## [Task objective]
Quote word for word from the line holding "Practice. Locate the tree in" to the last line below, including both, and omit any pictures.

## [Coordinate labeling data]
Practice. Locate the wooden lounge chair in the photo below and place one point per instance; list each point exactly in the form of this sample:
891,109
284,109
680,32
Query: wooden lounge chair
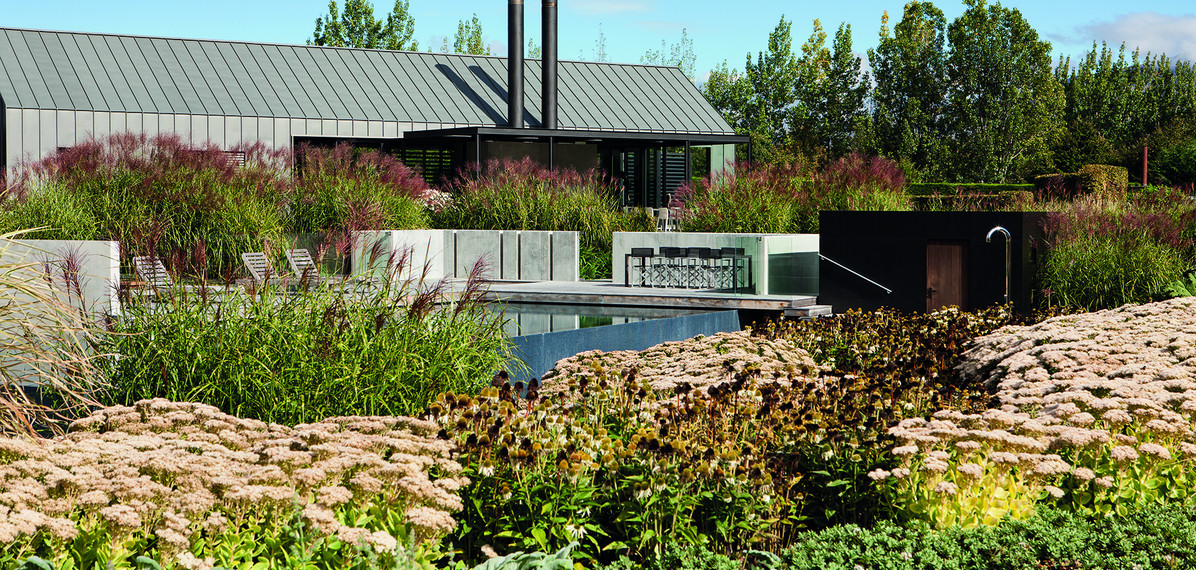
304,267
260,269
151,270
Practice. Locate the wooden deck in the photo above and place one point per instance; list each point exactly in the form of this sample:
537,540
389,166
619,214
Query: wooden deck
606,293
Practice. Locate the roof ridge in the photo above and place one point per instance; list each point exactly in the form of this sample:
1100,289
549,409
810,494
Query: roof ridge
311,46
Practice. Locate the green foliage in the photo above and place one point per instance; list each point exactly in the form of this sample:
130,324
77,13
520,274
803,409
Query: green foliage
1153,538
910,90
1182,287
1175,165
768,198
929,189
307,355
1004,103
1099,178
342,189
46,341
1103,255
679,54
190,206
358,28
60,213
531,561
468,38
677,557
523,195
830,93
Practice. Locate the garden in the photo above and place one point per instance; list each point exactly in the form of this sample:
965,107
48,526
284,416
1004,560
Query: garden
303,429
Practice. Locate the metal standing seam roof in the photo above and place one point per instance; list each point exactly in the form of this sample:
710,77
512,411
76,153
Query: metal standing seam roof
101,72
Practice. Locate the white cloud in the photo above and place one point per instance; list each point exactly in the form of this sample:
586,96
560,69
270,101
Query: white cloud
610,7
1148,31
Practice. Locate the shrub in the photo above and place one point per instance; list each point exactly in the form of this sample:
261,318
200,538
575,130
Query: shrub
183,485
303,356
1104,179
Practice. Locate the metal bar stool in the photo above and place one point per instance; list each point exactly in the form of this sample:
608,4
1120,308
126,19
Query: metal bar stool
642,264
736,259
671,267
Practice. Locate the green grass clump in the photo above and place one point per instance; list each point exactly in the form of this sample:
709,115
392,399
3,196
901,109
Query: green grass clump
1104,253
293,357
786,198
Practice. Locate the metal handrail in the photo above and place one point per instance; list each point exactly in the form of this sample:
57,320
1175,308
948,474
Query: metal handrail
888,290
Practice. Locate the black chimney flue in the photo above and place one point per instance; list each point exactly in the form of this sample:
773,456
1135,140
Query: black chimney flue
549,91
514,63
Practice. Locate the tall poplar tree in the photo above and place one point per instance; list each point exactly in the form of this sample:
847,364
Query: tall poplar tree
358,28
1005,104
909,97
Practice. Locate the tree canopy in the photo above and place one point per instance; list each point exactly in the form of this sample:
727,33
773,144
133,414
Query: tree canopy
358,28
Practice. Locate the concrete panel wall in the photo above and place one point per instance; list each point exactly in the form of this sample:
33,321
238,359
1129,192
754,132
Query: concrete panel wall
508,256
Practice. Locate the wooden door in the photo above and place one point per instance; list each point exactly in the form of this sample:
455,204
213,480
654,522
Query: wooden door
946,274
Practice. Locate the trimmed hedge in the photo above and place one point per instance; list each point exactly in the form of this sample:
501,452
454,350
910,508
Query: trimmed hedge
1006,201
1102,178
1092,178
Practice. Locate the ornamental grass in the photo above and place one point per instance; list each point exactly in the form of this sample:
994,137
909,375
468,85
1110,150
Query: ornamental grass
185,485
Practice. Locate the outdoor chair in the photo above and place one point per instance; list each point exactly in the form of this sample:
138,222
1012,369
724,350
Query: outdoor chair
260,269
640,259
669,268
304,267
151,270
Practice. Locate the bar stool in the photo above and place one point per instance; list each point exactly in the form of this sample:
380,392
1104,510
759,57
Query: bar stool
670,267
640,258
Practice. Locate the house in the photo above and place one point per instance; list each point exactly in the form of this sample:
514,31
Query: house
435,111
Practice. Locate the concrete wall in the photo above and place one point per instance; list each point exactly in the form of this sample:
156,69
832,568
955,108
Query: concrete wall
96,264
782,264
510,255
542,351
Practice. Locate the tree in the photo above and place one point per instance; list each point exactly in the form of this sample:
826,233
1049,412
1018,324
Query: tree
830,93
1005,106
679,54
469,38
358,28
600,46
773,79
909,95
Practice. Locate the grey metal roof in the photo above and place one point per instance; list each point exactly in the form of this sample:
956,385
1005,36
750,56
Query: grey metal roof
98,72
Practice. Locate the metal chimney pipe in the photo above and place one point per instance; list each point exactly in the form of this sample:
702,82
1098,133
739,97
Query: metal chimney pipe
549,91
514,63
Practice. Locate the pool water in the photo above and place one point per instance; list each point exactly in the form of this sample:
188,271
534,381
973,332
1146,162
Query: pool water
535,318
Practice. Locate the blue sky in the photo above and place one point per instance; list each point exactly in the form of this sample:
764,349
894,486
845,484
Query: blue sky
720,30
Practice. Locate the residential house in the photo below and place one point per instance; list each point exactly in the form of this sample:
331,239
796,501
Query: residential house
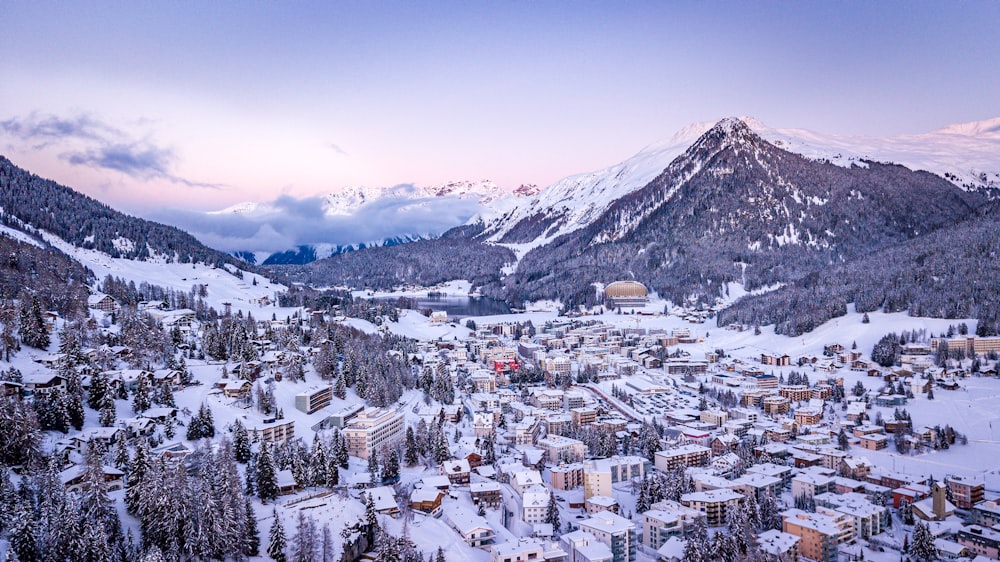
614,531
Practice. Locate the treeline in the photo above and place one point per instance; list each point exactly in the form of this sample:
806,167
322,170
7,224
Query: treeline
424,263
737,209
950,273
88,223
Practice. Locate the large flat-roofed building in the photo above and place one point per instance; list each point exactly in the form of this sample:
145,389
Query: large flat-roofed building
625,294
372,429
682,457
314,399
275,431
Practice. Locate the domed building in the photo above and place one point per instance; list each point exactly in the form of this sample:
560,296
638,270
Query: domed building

## [Final result]
Practice. Locate the tree in the photo above and place one point per instance; list each point exactly in the form of this sample:
826,233
1049,412
1018,324
Query: tree
830,93
1005,106
679,54
469,38
358,28
600,46
773,79
909,95
Practice. Locate the grey metal roof in the photo above and place one point per instance; list each point exactly in the form of this sample:
956,385
1005,36
750,56
Query: grey metal roof
98,72
Practice. Locate the metal chimney pipe in the photo above and place one point per instance; list each point exactly in the form of this sample:
702,82
1098,133
739,97
Query: metal chimney pipe
549,91
514,63
Practice. Locate the pool water in the photo above and place one point per instance; list each point exactly in the form of this sample:
188,271
534,381
973,332
1146,162
Query: pool water
535,318
Practice. Locate the blue sky in the photo above and place one point per instance; list each point exactly in the form of this sample:
764,349
894,486
845,484
Query: blue sky
720,30
Practice. Locate the residential house in the photo below and place one point per instance; list each point exactly in the form of this sample:
331,239
796,501
Query: residential house
614,531
Practice. Locate the treeline in the photo above and place one point per instance; list each point exactly in the form of this sample:
806,167
322,170
7,224
Query: treeline
424,263
737,209
950,273
88,223
Practice. Locate the large flat-roofed building in the photo above and place one point per instance; list each point exactly in the form of this sample:
145,389
Query: large flat-roofed building
625,294
372,429
682,457
314,399
275,431
Practice. Locate the domed building in the photo above and place one point per instance; list each point exactly in the form of this sample:
560,296
638,270
Query: domed building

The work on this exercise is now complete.